» PROBLEM REQUIREMENTS
Reproduce the comic script critique below word for word, starting with "Panel Descriptions: Terrible." and going on through "them on P6.".

» EXCERPT TO READ
SURPRISE! (Extra space at the beginning of this line.)

That’s enough. I think everyone’s ready for me to run this down.

Format: Except for the lack of page breaks and some extra spaces between elements, the format is fine. Like I’ve said time and again, format is the easiest thing to master. It’s what you do with it that counts.

Panel Descriptions: Terrible. In fact, I think you went backwards. As a whole, this entire story cannot be drawn. You’ve got magically delicious stuff going on here, you’ve got absolutely no camera angles, you’ve got nothing that the artist can hook into and start working from. Terrible.

Pacing: Horrible. The pacing here is the only thing that is worse than the panel descriptions. You did in seven pages what could have been done in three, if not four. You have a page that, if cut, would do little to impact the story. Because the pacing is horrible and drawn out, you lost any readers who stuck around. If they braved it to P5, you lost them on P6.

Dialogue: Most of it is crap. The stuff spewing from your character’s mouth is on the wrong side of the tracks. Her captions are only a little better, but the problem with those is that there aren’t enough of them. Your captions drop in and out, instead of being a running patter of what’s going through her head. You’ve left extremely vast swatches of opportunities behind you wherein you could tell what’s going on in the story. Instead of doing that, you opted to try to build mystery (or something), hoping that would interest readers into sticking around. You took the wrong option.

Again, dialogue is the most subjective part of a script. I get that. However, most of everything that came out of her mouth needs to be rewritten. Inference and implication. Come at it from an angle, instead of head-on. And stop trying to have her be witty. She isn’t good at it. Let her talk with her fists, because that’s where her strength lies.

To be honest, it sounds like she needs a sidekick. She needs an Arthur to her Tick. (I love that cartoon series.) If this were a comedy, this would be much easier to accept.

Content: As a reader, after reading this, I’d avoid any comic I’d see with your name on it.

» PROVIDED DATA
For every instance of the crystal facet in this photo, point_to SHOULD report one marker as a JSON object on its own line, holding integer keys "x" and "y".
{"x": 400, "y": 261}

» OUTPUT FOR THIS EXERCISE
Panel Descriptions: Terrible. In fact, I think you went backwards. As a whole, this entire story cannot be drawn. You’ve got magically delicious stuff going on here, you’ve got absolutely no camera angles, you’ve got nothing that the artist can hook into and start working from. Terrible.

Pacing: Horrible. The pacing here is the only thing that is worse than the panel descriptions. You did in seven pages what could have been done in three, if not four. You have a page that, if cut, would do little to impact the story. Because the pacing is horrible and drawn out, you lost any readers who stuck around. If they braved it to P5, you lost them on P6.